§ WHAT THIS TASK INVOLVES
Please transcribe the data below exactly. Leave the pictures out.
'''
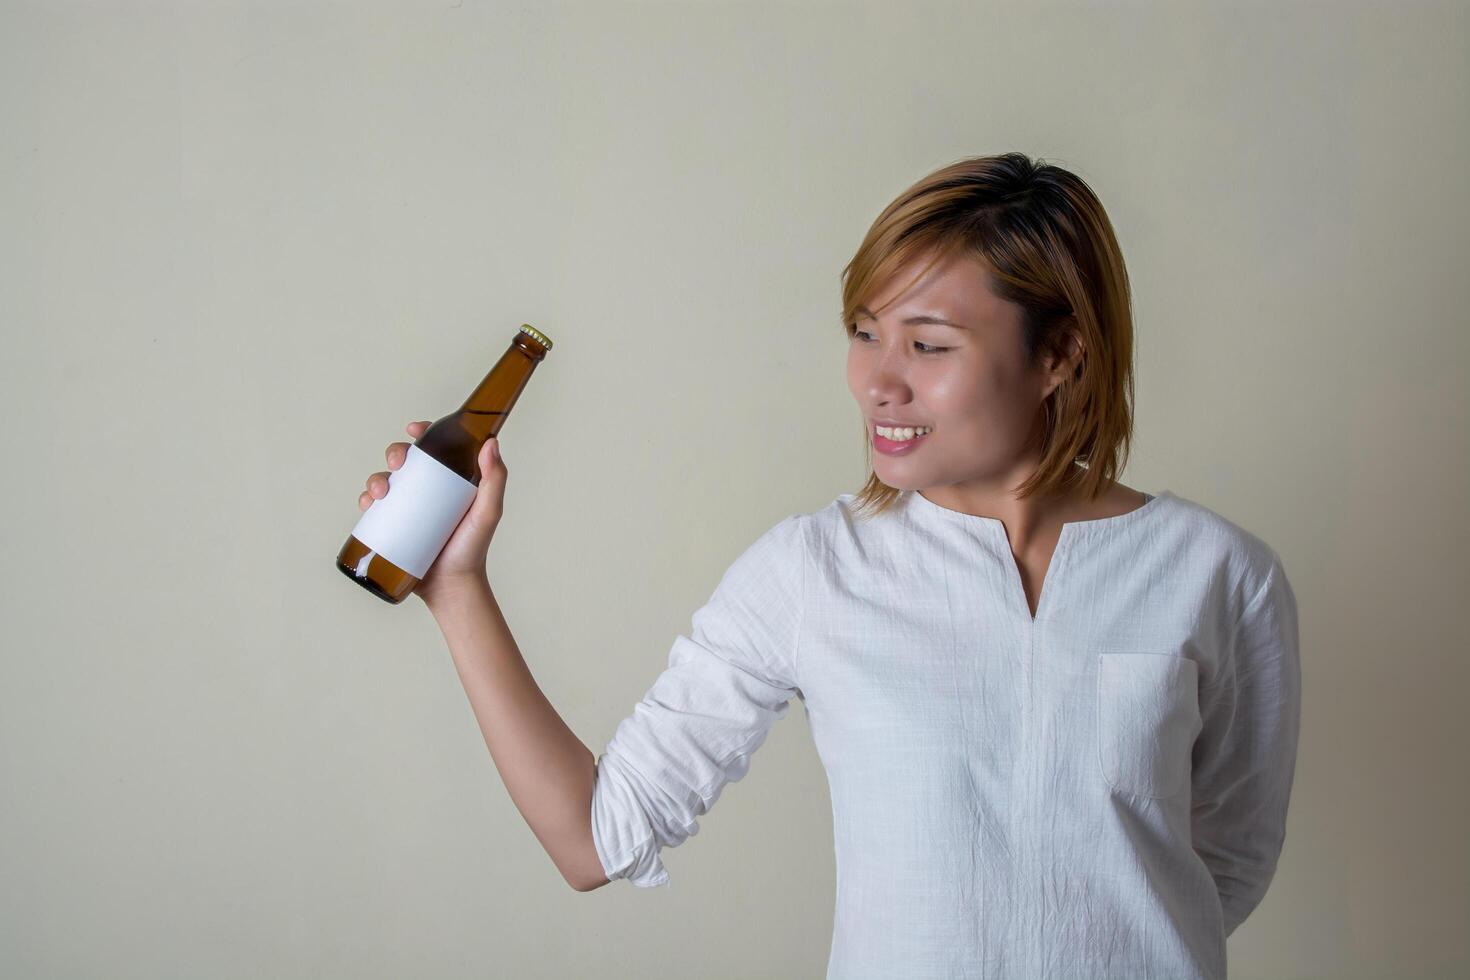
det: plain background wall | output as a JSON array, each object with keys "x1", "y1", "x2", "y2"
[{"x1": 2, "y1": 1, "x2": 1466, "y2": 977}]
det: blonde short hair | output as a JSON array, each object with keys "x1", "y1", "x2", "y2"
[{"x1": 841, "y1": 153, "x2": 1137, "y2": 520}]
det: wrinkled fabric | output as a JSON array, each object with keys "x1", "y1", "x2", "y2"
[{"x1": 591, "y1": 488, "x2": 1301, "y2": 979}]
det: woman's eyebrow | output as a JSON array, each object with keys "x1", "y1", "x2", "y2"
[{"x1": 854, "y1": 305, "x2": 971, "y2": 330}]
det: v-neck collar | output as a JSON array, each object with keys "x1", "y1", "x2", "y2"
[{"x1": 905, "y1": 488, "x2": 1173, "y2": 627}]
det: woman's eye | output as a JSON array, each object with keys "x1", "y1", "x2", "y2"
[{"x1": 851, "y1": 329, "x2": 949, "y2": 354}]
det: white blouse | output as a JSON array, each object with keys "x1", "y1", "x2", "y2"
[{"x1": 591, "y1": 488, "x2": 1301, "y2": 980}]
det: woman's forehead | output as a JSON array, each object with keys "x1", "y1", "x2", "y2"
[{"x1": 863, "y1": 252, "x2": 1010, "y2": 325}]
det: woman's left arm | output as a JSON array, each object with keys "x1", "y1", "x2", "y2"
[{"x1": 1190, "y1": 556, "x2": 1303, "y2": 938}]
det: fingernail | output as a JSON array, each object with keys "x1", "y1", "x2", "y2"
[{"x1": 490, "y1": 438, "x2": 499, "y2": 460}]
'''
§ COMPLETED TASK
det: plain background wall | output as a JSON array, each object with keys "x1", "y1", "x2", "y2"
[{"x1": 2, "y1": 1, "x2": 1466, "y2": 977}]
det: blonde short hair | output as a JSON array, each object with keys "x1", "y1", "x2", "y2"
[{"x1": 841, "y1": 153, "x2": 1137, "y2": 520}]
det: wrinkled fabric | output as a JSON array, each object with keys "x1", "y1", "x2", "y2"
[{"x1": 591, "y1": 488, "x2": 1301, "y2": 979}]
det: woman's eyebrow | output as a JSON array, each object with keys "x1", "y1", "x2", "y2"
[{"x1": 854, "y1": 305, "x2": 971, "y2": 330}]
det: v-neck collar | output as a JSON array, each object with keys "x1", "y1", "x2", "y2"
[{"x1": 905, "y1": 488, "x2": 1173, "y2": 627}]
det: woman's eye | output as a JSON array, each object with keys "x1", "y1", "x2", "y2"
[{"x1": 851, "y1": 329, "x2": 949, "y2": 354}]
det: white blouse | output as a JSON array, each object with keys "x1", "y1", "x2", "y2"
[{"x1": 591, "y1": 488, "x2": 1301, "y2": 980}]
det: woman's forehead | output as a JSON array, each object with keys "x1", "y1", "x2", "y2"
[{"x1": 863, "y1": 252, "x2": 1010, "y2": 325}]
det: woman's left arm | output as a JSON array, each object with keys "x1", "y1", "x2", "y2"
[{"x1": 1190, "y1": 556, "x2": 1303, "y2": 938}]
det: fingernail | output as a JSON array, each object with keys "x1", "y1", "x2", "y2"
[{"x1": 490, "y1": 438, "x2": 499, "y2": 460}]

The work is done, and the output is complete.